About this exercise: Word-for-word transcription is needed for all of the entries.

────────────────

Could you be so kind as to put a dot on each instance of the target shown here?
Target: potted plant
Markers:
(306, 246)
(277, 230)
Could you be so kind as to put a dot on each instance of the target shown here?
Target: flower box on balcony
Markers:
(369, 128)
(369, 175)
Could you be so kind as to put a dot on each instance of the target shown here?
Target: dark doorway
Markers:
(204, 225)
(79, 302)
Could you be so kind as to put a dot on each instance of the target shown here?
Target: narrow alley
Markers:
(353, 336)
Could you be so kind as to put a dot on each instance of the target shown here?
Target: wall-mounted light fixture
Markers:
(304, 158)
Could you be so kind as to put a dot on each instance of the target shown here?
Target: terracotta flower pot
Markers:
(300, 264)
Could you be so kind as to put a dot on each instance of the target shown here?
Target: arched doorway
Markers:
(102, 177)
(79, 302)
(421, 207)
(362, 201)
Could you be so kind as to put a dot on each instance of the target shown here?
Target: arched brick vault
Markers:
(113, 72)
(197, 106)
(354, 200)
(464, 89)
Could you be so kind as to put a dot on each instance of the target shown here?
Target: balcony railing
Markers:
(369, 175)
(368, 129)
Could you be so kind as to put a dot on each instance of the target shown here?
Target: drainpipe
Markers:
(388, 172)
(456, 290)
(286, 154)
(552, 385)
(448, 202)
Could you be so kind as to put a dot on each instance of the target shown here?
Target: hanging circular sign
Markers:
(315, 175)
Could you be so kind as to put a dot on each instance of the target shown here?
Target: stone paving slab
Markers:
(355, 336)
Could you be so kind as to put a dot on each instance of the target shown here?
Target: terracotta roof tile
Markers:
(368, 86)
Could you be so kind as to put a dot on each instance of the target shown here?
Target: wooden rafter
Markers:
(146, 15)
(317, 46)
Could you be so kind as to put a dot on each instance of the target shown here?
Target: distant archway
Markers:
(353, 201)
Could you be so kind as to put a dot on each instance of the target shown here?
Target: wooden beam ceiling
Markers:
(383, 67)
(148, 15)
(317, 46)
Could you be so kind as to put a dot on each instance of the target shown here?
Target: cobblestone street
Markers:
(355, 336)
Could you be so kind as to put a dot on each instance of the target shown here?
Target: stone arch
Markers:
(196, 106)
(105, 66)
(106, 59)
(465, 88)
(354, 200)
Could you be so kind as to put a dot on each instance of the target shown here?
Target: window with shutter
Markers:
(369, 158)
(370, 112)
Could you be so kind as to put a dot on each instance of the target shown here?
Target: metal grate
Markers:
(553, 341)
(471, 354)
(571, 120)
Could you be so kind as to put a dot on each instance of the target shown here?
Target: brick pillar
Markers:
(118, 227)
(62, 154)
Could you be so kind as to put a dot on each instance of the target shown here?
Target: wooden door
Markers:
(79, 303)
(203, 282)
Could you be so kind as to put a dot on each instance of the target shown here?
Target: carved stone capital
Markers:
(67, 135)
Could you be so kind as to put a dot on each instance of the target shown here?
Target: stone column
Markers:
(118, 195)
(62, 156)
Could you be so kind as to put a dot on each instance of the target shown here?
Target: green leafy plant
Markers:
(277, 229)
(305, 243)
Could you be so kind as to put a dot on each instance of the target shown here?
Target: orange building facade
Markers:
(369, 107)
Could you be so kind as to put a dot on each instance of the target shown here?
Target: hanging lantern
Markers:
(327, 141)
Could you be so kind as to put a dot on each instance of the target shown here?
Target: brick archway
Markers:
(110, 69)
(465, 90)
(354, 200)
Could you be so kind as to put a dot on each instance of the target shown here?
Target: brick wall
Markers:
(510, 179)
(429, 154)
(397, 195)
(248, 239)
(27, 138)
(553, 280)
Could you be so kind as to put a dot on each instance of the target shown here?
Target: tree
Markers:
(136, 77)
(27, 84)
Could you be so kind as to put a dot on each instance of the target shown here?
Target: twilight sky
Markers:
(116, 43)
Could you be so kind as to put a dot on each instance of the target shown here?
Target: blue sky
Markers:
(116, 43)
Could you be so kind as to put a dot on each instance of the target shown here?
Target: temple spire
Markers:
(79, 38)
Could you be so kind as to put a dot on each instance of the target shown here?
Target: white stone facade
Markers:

────────────────

Solution to this task:
Could you be so kind as to put a dot on each instance of the target shown here?
Target: potted plant
Markers:
(306, 246)
(277, 230)
Could you be so kind as to put a dot on each instance of the target shown here?
Target: flower box on balcony
Markers:
(369, 128)
(369, 175)
Could you be so kind as to put a dot on each instance of the target shown here?
Target: dark doorway
Markers:
(204, 225)
(79, 302)
Could you be so kind as to put a dot on each instance of the target shown here?
Target: narrow alley
Markers:
(353, 336)
Could you be so kind as to put a dot on each instance of the target shown here?
Target: wall-mounted light fixture
Markers:
(304, 158)
Could you be so kind as to put a dot on each instance of the target shown here?
Target: terracotta flower pot
Markers:
(300, 264)
Could you be so kind as to put a dot on each instance of the target shown here?
Target: arched doorway
Markers:
(102, 177)
(79, 302)
(421, 207)
(362, 201)
Could you be so kind as to put a dot on each instance of the target shown here?
Target: arched brick vault
Markers:
(113, 72)
(197, 106)
(354, 200)
(464, 89)
Could you be so kind as to put a dot on each instance of the target shown here?
Target: balcony railing
Markers:
(369, 175)
(368, 129)
Could you be so kind as to put a dot on each instance of the target shown here?
Target: drainpipe
Markers:
(388, 172)
(456, 290)
(286, 154)
(552, 385)
(448, 202)
Could you be so kind as to put a dot on each instance of the target shown here?
Target: hanging circular sign
Markers:
(315, 175)
Could you be so kind as to put a dot on each instance of the target shown here?
Target: stone paving slab
Markers:
(355, 336)
Could you be so kind as to put a dot on each instance of the target shown here?
Target: terracotta roof tile
Markers:
(368, 86)
Could you be so kind as to put a dot on each instance of the target shown here?
Target: wooden rafter
Markers:
(146, 15)
(317, 46)
Could you be so kind as to put a dot on each instance of the target shown here?
Target: distant archway
Markers:
(353, 201)
Could you be so kind as to put a dot on each instance of the target shown here?
Target: wooden beam ceiling
Markers:
(383, 67)
(148, 15)
(317, 46)
Could you be so kind as to put a dot on each instance of the target shown here?
Target: cobblestone street
Markers:
(355, 336)
Could you be so kind as to put a dot on each instance of the target shown here?
Target: stone arch
Markers:
(196, 106)
(105, 66)
(106, 59)
(465, 88)
(354, 200)
Could you be so kind as to put a dot on each instance of the target shown here?
Target: window with shutter
Markers:
(369, 158)
(370, 112)
Could you be so kind as to put a dot on each instance of the target shown here?
Target: metal grate
Markers:
(553, 341)
(471, 354)
(571, 120)
Could you be so kind as to put a dot on each instance of the target shown here?
Target: brick pillar
Markers:
(118, 227)
(62, 154)
Could you be so kind as to put a dot on each instance of the target shown here?
Target: wooden door
Markers:
(79, 303)
(203, 282)
Could you be so kind as to put a dot on each instance of the target shown here?
Target: carved stone capital
Markers:
(67, 135)
Could you be so kind as to put a dot on each instance of the target shown here?
Target: stone column
Markers:
(118, 195)
(62, 156)
Could you be so kind as to put a dot on each instance of the target shown here?
Target: green leafy plant
Markers:
(277, 229)
(305, 243)
Could you be so kind as to put a dot on each instance of the target shown here?
Target: orange building facade
Markers:
(369, 107)
Could you be so kind as to put a dot on each instance of the target shown here?
Target: hanging lantern
Markers:
(327, 141)
Could you be so kind as to put a dot on each instance of the target shown here?
Target: brick archway
Markers:
(110, 69)
(465, 90)
(354, 200)
Could you be so kind as to put a dot on each instance of the target shown here?
Target: brick wall
Markers:
(510, 179)
(429, 154)
(397, 195)
(248, 239)
(27, 138)
(553, 280)
Could you be so kind as to put a dot on each instance of the target shown here?
Target: tree
Markers:
(136, 77)
(27, 84)
Could you be so kind as to put a dot on each instance of the target shown here?
Target: twilight sky
Markers:
(116, 43)
Could you be so kind as to put a dot on each instance of the target shown here?
Target: blue sky
Markers:
(116, 43)
Could you be so kind as to put a dot on each instance of the target shown here?
Target: temple spire
Markers:
(79, 38)
Could you be so kind as to put a dot on each instance of the target shown here?
Target: white stone facade
Markers:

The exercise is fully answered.